<<<<

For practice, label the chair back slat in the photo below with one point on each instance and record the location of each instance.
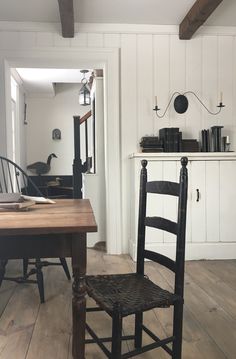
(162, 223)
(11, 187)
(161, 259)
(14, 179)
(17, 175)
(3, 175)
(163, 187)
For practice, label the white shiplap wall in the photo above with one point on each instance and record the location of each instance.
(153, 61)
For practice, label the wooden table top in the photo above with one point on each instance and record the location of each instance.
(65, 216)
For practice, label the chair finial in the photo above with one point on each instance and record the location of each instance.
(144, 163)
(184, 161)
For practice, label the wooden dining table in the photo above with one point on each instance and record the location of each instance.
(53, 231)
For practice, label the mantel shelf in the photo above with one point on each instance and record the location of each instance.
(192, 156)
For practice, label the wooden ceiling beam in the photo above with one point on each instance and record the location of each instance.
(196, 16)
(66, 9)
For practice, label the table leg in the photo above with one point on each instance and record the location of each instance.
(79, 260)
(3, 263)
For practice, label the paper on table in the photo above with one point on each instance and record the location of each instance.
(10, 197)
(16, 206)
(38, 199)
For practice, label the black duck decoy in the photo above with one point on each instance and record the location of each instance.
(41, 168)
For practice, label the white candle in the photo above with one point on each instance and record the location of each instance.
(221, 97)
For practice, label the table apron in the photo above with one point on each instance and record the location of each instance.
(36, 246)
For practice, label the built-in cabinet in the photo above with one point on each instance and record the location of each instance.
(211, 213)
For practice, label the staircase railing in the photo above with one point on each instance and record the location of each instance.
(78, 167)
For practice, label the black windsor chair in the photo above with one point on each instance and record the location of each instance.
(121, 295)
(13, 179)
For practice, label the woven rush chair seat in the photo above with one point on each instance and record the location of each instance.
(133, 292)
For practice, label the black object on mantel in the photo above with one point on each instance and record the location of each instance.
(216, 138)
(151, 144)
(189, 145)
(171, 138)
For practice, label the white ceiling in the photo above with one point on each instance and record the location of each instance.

>>>>

Task description: The result should be the same data as above, line for line, with the pictures gone.

Result for this task:
For practice, label the chair back slat in the photo below with one point on each instance and record the location of each instance.
(162, 223)
(11, 187)
(161, 259)
(14, 179)
(17, 175)
(3, 175)
(163, 187)
For practice, label the white shiplap wall in the photo above with one point on each instance and record the location of each instance.
(153, 61)
For practice, label the wooden table top in the photo above with one point on each instance and record the location of each instance.
(65, 216)
For practice, label the chair finial in the photo above with one point on each instance and record the location of each instance.
(144, 163)
(184, 161)
For practice, label the wooden dining table in the photo above with one point on each instance and record the location of each instance.
(53, 231)
For practice, label the mantel shelf in the photo above with one point on each instance and record the location of each instance.
(192, 156)
For practice, label the wooden ceiling beam in the photo above with one point on each instance and record the location of each instance.
(196, 16)
(66, 9)
For practice, label the table leg in the photo above with one point on each instance and record the location of each instance.
(79, 260)
(3, 263)
For practice, label the paper on table in the photo above with one point on each instance and record the location of each instance.
(10, 197)
(16, 206)
(38, 199)
For practice, label the black duck decoy in the photo above with one point on each instance and record the location of each instance.
(41, 168)
For practice, label the white candle in the photo above with one point on each instance and record the location of each instance.
(221, 97)
For practice, label the table apron in the photo above with one point on each instance and record the location of each instance.
(36, 246)
For practice, label the built-in cabinet in the photo above with one point on each instance and record the location of each instance.
(211, 213)
For practice, label the staircase railing in the photo above with one point on each instance and record the location of each instance.
(78, 167)
For practice, label the black windsor chair in the photo above with one point on each instance and record the location of each instance.
(121, 295)
(13, 179)
For practice, label the woven rush chair seat in the photo above with one point on each instance and record the location of each instance.
(133, 292)
For practice, label the black object on mantel in the photo above with one point on each instance and record the location of each instance.
(216, 138)
(151, 144)
(189, 145)
(171, 138)
For practice, label the white ceiling in the photo above with one point on each instance and record the location of each instance.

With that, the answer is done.